In your reply, reproduce every line of the data without any alteration.

Start of Block

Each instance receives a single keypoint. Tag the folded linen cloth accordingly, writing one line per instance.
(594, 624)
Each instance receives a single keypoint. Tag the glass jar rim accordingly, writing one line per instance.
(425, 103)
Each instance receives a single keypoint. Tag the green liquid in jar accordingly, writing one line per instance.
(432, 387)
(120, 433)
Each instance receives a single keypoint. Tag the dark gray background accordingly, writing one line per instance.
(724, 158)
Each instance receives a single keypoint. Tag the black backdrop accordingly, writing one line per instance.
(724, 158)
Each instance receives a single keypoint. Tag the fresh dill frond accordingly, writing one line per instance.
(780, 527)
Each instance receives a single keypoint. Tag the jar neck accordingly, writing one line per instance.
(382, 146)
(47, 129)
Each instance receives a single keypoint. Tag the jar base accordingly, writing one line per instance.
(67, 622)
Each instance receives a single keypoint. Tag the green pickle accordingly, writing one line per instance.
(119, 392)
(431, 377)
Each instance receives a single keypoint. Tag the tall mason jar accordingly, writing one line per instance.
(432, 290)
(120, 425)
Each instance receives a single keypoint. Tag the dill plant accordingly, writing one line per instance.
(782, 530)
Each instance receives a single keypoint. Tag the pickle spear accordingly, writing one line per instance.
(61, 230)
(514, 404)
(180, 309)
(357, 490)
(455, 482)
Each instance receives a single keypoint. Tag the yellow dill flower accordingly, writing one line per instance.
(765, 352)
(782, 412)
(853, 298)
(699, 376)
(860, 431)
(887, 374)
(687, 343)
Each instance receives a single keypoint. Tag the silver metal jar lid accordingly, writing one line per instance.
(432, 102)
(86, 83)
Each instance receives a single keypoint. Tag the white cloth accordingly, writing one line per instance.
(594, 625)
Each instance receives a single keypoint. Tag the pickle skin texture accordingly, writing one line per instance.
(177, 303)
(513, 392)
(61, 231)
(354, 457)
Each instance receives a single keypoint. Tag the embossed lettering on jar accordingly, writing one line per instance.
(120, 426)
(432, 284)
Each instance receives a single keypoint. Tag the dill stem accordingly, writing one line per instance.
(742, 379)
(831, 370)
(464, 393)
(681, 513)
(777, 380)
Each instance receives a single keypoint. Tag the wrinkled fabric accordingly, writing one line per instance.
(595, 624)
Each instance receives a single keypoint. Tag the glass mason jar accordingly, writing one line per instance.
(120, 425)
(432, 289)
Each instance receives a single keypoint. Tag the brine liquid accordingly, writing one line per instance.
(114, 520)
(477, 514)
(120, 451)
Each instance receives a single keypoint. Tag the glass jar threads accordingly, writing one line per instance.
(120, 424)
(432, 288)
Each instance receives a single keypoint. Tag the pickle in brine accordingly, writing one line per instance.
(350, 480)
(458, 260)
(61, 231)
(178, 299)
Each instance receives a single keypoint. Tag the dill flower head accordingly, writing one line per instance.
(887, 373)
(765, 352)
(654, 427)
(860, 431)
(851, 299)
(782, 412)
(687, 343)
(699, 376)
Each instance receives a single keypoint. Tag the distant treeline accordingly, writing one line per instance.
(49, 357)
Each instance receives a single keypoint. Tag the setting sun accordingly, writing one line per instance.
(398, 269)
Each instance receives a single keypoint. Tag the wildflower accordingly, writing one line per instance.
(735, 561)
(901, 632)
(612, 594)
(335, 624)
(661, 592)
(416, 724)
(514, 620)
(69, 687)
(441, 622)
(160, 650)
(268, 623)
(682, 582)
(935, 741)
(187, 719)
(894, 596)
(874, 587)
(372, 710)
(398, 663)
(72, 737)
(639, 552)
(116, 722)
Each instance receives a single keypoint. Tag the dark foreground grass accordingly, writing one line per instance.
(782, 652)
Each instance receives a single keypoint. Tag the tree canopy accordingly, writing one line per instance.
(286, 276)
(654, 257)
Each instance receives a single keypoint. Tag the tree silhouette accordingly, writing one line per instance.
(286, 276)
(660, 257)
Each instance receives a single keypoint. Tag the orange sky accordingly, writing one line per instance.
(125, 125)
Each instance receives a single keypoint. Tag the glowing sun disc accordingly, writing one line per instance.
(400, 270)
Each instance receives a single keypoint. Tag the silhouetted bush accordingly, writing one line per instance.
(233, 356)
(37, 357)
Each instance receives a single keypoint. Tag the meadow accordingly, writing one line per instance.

End of Block

> _Response_
Each instance receives a single keypoint. Tag the folded linen cloth accordingly, writing one line per instance.
(594, 624)
Each instance receives a single keypoint. Tag the glass jar rim accordingly, writing one line per instance.
(425, 103)
Each instance receives a single keypoint. Tag the green liquid in jar accordingly, writing one line per instance.
(432, 387)
(120, 433)
Each instance receives a single keypoint. Tag the dark gray background accordingly, writing one line per instance.
(724, 158)
Each instance receives a single keypoint. Tag the black backdrop accordingly, writing one line per instance.
(724, 158)
Each instance receives a single keypoint. Tag the fresh dill frond accordingly, writing one line per instance.
(780, 527)
Each instance receives a single keypoint. Tag the jar neck accordingly, writing one line per instance.
(382, 146)
(47, 129)
Each instance receives a single keypoint. Tag the jar base accordingly, writing one line per instance.
(67, 622)
Each instance receives a single keypoint. Tag the green pickle accordingly, writing one line per instance.
(119, 392)
(431, 377)
Each instance receives a single keypoint. Tag the tall mason jar accordingly, writing one line per instance.
(432, 290)
(120, 425)
Each instance receives a single keypoint. Tag the dill plant accordingly, writing one line per instance.
(782, 530)
Each instance receives a single keypoint. Tag the pickle spear accordingly, writing one line per instance.
(61, 230)
(514, 404)
(180, 309)
(357, 490)
(455, 482)
Each instance receives a single keypoint. Tag the yellow dill flower accordingly, writing one line per instance.
(765, 352)
(782, 412)
(853, 298)
(699, 376)
(860, 431)
(887, 374)
(687, 343)
Each instance receives a single keypoint. Tag the silver metal jar lid accordingly, writing one line per instance.
(432, 102)
(86, 83)
Each instance receives a single keypoint. Tag the white cloth accordingly, writing one line per instance.
(594, 625)
Each instance receives a single keypoint. Tag the pickle skin texture accordingly, writing one line per instance.
(177, 303)
(513, 392)
(61, 231)
(354, 457)
Each instance receives a single keypoint. Tag the embossed lettering on jar accordingly, writing one line per instance.
(120, 426)
(432, 284)
Each instance receives a single keypoint. Tag the dill stem accordingly, writing one line per instance.
(742, 379)
(831, 370)
(464, 393)
(681, 513)
(777, 380)
Each instance receives a single keypoint. Tag the wrinkled fabric accordingly, writing one line per instance.
(595, 624)
Each instance receives a single keypoint. Tag the glass mason jar accordingly, writing one line per instance.
(120, 425)
(432, 289)
Each instance receives a single keypoint. Tag the brine liquid accordingly, writing one line per instance.
(114, 520)
(477, 514)
(120, 451)
Each instance receives a single keypoint. Tag the glass jar threads accordingly, writing one line per instance.
(120, 424)
(432, 288)
Each instance receives a single keypoint. Tag the pickle in brine accordingly, writing one line per instance.
(350, 480)
(458, 260)
(61, 231)
(178, 299)
Each instance receives a single keypoint. Tag the dill flower head accordingly, writing one line per instance.
(887, 373)
(765, 352)
(654, 427)
(860, 431)
(851, 299)
(782, 412)
(687, 343)
(699, 376)
Each instance receives a single keypoint. Tag the distant treeline accordingly, writing one line per instance.
(49, 357)
Each instance receives a single keypoint. Tag the setting sun accordingly, writing one line per instance.
(398, 269)
Each instance receives a single keypoint. Tag the wildflower accordingly, writing one line per instance.
(735, 561)
(901, 632)
(612, 594)
(335, 624)
(661, 592)
(416, 724)
(514, 620)
(69, 687)
(441, 622)
(160, 650)
(268, 623)
(682, 582)
(935, 741)
(187, 719)
(894, 596)
(874, 587)
(372, 710)
(398, 663)
(72, 737)
(639, 552)
(116, 722)
Each instance receives a single keypoint. Tag the dark foreground grass accordingly, writing one line per instance.
(782, 652)
Each instance receives a single keypoint. Tag the tree canopy accordingly, writing one line per instance.
(286, 276)
(654, 257)
Each instance receives a single keypoint. Tag the tree silhouette accordingly, writing one line per instance.
(286, 276)
(660, 257)
Each instance receives a single keypoint. Tag the orange sky accordingly, writing one line per instance.
(125, 125)
Each instance receives a single keypoint. Tag the glowing sun disc accordingly, writing one line per instance.
(400, 270)
Each instance receives a single keypoint. Tag the silhouetted bush accordingly, writing one line per instance.
(233, 356)
(37, 357)
Each instance receives a single keypoint. Tag the meadow accordingly, writing one line per instance.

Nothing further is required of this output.